博尔赫斯对王尔德的评价英语原文是什么?急急急!!!

千年文学产生了远比王尔德复杂或更有想象力的作者,但没有一个人比他更有魅力。无论是随意交谈还是和朋友相处,无论是在幸福的年月还是身处逆境,王尔德同样富有魅力。他留下的一行行文字至今深深地吸引着我们
就是这段话的原文是什么
这首诗我也看过了 Borges对老王的这句评价很有概括性啊 但就是找不到原文 连西班牙语的也找不到 准备在这周SPEECH的时候讲老王来的 急啊

这里是博尔赫斯对王尔德的一篇评论,不知是不是你需要的,但一篇总比一段有用吧~
希望能帮到你
大爱Wilde^^

A Poem by Oscar Wilde
Jorge Luis Borges, 1925
Translated by Suzanne Jill Levine

The declining days of Spring tend to be very sweet, and no less amazing and treasured by us than those first luxuriant days of the season, rich with so many memories. Those last days recapture the plenitude of a season. There are also writers, in the declining months of literary eras, who embody and illuminate all the grace of their century, as did Heine, reigning over shrill nightingales, ponderous roses and numerous moons – the insignia of his times. In Oscar Wilde’s work two strong currents converge, the Pre-Raphaelites and Symbolism, sprung from a source more dependable than his own and sung in a more intimate voice. I need only cite, among the English, the magisterial names of Swinburne, Rossetti, and especially Tennyson. These three easily surpassed Wilde in intensity and the first of them, besides, in the invention of proud metaphors, the second in technical fireworks, and the last in musicality. I do not recall these evident truths in order to contradict the particular charm of Wilde’s writing, but rather to situate him justly in his times. Wilde was not a great poet nor a consummate prose writer. He was a very astute Irishman who encompassed in epigrams an esthetic credo which others before him scattered in the space of long pages. He was an enfant terrible. His activity was comparable to the provocations exercised by Cocteau, even if his gestures were more casual and mischievous than the little Frenchman’s. His was a work of utter mischief, always provoking shock without ever falling into the solemnity or the grandiose vagueries so common in artists whose only purpose is to Epater les bourgeois, of which there are abundant examples in Almafuerte and Victor Hugo.
Wilde’s theatricality was never self-deceptive nor did it ever degenerate into preaching; it was very plausible, even more so if we recall his petulant vanity. It is well known that Wilde could have eluded the sentence inflicted upon him by the Queensberry case and that he did not do so in the belief that his fame would be enough to protect him from the execution of that erroneous verdict. Once he was condemned, Justice was satisfied and there was no interest whatsoever in carrying out the sentence. They left him free a whole night, then, in order for him to escape to France, but Wilde did not care to take advantage of that night’s long passage, and allowed them to arrest him the following morning. Many motives can explain his attitude: narcissism, fatalism, or perhaps a curiosity to drain life in all its forms or even an urgency to create a legend for his future fame....

- [所给记录]
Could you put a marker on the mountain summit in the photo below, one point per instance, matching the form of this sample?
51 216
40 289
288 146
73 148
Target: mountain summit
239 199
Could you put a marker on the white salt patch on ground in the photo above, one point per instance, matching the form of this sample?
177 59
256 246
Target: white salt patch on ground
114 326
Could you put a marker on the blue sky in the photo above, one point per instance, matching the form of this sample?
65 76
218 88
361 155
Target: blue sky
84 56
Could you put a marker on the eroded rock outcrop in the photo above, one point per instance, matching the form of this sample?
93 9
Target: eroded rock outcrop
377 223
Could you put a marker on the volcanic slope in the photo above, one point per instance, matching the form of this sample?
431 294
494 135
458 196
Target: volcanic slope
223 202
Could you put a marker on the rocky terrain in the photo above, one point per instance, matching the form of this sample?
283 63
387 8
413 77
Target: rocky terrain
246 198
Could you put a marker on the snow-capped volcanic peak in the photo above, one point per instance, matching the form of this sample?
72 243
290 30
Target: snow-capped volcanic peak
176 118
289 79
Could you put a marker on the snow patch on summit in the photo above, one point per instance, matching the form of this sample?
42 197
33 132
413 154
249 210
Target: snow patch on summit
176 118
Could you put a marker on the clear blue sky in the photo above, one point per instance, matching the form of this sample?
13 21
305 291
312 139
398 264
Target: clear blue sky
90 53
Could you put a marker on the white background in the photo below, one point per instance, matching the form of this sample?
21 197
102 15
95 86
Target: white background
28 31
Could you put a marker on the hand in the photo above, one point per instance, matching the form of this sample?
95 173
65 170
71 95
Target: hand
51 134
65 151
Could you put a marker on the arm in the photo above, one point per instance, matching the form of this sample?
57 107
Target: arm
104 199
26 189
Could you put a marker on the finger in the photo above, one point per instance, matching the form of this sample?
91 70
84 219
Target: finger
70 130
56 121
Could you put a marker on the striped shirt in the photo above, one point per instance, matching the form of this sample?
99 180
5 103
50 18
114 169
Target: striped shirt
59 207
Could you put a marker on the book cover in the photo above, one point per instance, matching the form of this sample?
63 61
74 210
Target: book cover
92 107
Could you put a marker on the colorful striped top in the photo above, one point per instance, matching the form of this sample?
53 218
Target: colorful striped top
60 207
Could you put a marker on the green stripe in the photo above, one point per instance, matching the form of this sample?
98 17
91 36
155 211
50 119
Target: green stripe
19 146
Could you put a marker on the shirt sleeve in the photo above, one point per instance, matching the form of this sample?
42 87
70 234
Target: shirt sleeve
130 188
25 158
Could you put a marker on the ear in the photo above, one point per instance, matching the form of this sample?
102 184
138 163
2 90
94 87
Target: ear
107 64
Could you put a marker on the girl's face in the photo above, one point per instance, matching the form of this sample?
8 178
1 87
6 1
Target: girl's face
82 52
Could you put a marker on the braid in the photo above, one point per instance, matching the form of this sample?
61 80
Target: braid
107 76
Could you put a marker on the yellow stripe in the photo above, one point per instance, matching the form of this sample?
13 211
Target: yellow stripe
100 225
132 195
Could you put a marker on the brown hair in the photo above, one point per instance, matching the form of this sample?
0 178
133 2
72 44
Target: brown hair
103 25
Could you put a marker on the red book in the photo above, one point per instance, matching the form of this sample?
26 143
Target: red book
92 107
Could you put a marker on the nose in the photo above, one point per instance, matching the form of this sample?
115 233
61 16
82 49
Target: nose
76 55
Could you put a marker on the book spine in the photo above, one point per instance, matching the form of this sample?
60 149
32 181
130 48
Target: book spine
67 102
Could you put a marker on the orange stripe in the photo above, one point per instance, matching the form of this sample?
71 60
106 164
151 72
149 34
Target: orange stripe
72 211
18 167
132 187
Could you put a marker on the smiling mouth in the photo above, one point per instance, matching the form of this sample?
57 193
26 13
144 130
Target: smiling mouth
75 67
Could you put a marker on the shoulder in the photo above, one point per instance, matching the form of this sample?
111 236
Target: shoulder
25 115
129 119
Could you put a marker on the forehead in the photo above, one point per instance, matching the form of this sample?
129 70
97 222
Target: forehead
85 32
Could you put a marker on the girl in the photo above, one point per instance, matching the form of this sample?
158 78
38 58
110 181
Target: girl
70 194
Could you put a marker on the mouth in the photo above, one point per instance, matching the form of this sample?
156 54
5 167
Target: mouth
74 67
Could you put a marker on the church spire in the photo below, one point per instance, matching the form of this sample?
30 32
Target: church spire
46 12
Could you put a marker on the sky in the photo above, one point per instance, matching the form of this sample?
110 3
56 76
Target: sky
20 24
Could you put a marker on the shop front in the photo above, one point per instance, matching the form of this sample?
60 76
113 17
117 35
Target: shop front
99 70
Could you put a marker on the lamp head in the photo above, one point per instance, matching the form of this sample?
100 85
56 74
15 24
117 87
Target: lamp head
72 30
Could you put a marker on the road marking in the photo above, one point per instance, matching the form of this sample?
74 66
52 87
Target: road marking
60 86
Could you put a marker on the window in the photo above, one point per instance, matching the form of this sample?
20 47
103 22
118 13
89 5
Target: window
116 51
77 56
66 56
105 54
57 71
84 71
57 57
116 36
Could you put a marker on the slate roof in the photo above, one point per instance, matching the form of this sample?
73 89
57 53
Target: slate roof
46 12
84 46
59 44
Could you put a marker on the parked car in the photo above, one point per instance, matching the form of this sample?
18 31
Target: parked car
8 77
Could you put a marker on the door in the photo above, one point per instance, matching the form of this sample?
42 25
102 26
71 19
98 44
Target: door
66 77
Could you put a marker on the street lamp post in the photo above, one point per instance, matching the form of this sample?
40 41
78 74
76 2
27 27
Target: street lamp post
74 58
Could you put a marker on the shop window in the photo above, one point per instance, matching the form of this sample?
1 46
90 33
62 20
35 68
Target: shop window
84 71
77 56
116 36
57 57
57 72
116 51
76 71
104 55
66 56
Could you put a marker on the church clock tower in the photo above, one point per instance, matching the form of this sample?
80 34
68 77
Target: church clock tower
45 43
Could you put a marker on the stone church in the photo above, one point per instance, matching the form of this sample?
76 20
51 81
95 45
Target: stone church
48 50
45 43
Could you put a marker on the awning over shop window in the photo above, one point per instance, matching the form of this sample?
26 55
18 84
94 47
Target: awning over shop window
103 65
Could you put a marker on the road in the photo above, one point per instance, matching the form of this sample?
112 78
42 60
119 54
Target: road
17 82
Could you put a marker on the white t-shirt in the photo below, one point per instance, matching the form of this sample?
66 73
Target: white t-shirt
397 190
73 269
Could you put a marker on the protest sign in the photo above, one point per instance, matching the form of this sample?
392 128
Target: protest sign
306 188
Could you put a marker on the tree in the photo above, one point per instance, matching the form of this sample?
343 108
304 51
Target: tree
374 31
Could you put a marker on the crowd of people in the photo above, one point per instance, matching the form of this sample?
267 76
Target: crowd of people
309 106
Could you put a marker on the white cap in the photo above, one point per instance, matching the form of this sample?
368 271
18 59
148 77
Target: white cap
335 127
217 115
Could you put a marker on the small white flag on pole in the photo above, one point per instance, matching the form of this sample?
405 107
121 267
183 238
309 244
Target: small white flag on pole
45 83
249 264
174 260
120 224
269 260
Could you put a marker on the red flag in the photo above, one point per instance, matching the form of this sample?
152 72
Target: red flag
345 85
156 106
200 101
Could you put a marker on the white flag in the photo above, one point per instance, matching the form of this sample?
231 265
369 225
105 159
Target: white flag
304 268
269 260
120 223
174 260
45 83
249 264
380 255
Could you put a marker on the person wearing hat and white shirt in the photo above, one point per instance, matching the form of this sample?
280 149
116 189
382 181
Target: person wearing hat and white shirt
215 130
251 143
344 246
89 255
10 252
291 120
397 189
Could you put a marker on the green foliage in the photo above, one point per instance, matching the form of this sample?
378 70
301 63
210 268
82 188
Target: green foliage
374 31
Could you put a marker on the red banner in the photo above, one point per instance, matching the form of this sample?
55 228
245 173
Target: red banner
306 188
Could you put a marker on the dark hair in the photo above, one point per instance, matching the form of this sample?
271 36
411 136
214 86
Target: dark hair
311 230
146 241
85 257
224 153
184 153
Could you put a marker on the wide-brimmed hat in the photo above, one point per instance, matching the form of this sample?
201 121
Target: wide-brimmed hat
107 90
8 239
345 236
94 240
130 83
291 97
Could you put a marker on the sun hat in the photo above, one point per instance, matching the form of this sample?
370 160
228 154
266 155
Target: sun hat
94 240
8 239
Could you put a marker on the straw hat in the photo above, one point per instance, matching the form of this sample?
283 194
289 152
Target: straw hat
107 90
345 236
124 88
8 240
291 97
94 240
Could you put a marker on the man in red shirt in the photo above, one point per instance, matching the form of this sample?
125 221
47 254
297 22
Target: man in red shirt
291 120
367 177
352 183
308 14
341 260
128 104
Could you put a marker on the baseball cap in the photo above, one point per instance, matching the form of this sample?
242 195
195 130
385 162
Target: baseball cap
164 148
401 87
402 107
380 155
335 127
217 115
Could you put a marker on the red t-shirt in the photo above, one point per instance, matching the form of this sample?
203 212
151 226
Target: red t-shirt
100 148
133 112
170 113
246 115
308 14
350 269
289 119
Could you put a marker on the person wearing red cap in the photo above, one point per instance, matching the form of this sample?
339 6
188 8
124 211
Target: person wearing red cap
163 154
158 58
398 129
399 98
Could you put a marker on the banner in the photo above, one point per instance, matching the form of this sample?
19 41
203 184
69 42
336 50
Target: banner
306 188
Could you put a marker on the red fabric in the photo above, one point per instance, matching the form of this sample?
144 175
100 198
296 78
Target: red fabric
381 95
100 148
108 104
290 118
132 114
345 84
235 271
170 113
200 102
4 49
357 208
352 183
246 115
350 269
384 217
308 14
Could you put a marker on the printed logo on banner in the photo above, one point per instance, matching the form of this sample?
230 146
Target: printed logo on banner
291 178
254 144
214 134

- [任务如下]
1: 找出记录中所有包含字符串“foliage”的行，逐行照抄，匹配时区分大小写。
2: 从结尾处续写博尔赫斯评王尔德的网页正文。

- [答案如下]
1:
Could you put a marker on the green foliage in the photo above, one point per instance, matching the form of this sample?
Target: green foliage

2:
Everything is possible in the Wildean realm, but there is an explanation for that gesture which could resolve another outstanding psychological enigma in his life, his religious conversion. There are those who doubt the authenticity of that conversion, but I decidedly do not. The one fact that convinces me is the total transformation of his style, that is, his abandonment of ornamental phrases, his simple, almost familial and vernacular diction. Realistic details abound in the heartrending Ballad of Reading Gaol, and there is a willful roughness of expression. “We banged the tins and bawled the hymns” says the third canto, a phrase that would have seemed as impossible for the author of Salomé as a joke would have been in the rhetorical lessons of Calixto Oyuela.
It would be an error, however, to assume that an autobiographical tone and whatever we infer about Wilde from the famous ballad are its only interest. Nothing is further from my thoughts: The Ballad is true poetry, a judgment which every reader’s emotion confesses and repeats. Its austerity is striking; we know almost nothing about the main character and almost the first thing we know is that he is going to be executed, that is, his non-existence. Nevertheless, his death moves us. It is a great feat to make a character, whom one has barely made exist, not exist. Wilde accomplished that feat.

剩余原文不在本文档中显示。